• Entries supplied:
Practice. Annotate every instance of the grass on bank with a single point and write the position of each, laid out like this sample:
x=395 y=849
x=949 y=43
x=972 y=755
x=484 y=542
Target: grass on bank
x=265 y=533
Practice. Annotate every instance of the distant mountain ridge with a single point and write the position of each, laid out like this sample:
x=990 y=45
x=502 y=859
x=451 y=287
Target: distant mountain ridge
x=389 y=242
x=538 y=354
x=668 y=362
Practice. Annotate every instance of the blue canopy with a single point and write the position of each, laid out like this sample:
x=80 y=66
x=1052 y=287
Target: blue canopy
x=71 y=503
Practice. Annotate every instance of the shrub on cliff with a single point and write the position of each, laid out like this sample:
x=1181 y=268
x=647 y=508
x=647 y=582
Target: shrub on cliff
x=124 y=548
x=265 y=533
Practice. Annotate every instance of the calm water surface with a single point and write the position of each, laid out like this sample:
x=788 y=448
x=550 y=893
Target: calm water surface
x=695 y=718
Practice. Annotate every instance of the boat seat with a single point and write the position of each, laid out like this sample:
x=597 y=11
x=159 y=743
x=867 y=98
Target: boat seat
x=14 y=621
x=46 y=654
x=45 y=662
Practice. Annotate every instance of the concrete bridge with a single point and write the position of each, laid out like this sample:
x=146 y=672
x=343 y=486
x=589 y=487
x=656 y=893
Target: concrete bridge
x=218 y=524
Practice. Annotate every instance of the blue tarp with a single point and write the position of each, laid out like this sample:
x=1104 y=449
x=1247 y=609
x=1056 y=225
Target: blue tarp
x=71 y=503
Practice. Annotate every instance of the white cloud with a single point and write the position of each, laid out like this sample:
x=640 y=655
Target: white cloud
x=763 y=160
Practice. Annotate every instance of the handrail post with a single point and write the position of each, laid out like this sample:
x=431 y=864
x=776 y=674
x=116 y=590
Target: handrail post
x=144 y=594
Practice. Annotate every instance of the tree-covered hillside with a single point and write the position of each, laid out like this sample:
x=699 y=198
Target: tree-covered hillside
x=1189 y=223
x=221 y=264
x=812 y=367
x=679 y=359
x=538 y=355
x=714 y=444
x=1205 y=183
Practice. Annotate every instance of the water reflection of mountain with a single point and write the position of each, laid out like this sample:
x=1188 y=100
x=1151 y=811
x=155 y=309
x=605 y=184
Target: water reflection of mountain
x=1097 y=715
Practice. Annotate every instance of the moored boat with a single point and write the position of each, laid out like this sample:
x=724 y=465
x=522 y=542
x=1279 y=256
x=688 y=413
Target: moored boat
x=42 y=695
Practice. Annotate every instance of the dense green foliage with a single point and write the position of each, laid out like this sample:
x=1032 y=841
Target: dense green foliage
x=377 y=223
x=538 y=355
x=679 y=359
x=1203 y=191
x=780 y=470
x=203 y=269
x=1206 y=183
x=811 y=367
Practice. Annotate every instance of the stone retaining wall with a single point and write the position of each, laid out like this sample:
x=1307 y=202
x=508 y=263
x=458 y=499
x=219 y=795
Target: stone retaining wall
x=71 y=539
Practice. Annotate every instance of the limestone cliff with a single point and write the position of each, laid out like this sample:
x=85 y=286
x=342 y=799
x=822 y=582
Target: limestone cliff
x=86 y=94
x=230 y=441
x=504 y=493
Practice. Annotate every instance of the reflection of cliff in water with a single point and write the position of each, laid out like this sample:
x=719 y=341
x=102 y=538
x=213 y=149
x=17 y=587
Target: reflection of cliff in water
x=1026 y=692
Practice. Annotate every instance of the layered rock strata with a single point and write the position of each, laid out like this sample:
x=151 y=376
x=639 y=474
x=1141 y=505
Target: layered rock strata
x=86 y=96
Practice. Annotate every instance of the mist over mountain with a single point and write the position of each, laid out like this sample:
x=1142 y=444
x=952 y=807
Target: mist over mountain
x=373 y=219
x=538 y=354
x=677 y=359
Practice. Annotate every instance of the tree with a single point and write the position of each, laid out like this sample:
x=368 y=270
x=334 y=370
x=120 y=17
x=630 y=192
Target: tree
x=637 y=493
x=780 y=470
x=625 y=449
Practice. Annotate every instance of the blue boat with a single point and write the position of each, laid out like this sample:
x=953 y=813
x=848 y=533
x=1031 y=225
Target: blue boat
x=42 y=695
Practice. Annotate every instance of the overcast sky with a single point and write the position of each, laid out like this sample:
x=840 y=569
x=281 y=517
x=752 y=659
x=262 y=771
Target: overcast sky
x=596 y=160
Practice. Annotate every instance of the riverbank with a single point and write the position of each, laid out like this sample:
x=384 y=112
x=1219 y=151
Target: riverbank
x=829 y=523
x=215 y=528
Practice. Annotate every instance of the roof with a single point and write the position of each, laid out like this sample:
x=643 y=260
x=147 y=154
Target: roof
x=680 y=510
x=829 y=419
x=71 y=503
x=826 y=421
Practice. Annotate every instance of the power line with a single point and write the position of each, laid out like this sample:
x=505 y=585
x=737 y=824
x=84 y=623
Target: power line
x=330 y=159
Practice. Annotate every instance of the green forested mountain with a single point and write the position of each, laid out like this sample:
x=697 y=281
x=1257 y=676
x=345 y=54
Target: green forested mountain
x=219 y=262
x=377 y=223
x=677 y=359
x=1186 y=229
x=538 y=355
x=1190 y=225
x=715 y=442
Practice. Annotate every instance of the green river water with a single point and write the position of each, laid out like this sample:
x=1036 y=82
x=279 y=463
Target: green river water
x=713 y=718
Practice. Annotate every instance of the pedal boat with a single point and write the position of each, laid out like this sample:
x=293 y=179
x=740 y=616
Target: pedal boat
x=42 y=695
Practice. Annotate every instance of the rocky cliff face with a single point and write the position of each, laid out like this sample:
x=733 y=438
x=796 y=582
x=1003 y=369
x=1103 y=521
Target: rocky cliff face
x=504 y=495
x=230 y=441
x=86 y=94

• Directive: Please render the data above as a Markdown table with the columns Row and Line, from the line containing "Practice. Annotate every instance of the blue boat" up to and including the line containing "x=596 y=160". Number each line, skip blank lines, and include nothing outside that span.

• Answer below:
| Row | Line |
|---|---|
| 1 | Practice. Annotate every instance of the blue boat with a single point and write the position of each, laid out like this sample: |
| 2 | x=953 y=813 |
| 3 | x=848 y=533 |
| 4 | x=1031 y=225 |
| 5 | Target: blue boat |
| 6 | x=42 y=695 |
| 7 | Practice. Annotate every instance of the overcast sky with a single point and write the position of each, laid out like this sample: |
| 8 | x=840 y=569 |
| 9 | x=281 y=517 |
| 10 | x=752 y=659 |
| 11 | x=262 y=771 |
| 12 | Target: overcast sky |
| 13 | x=596 y=160 |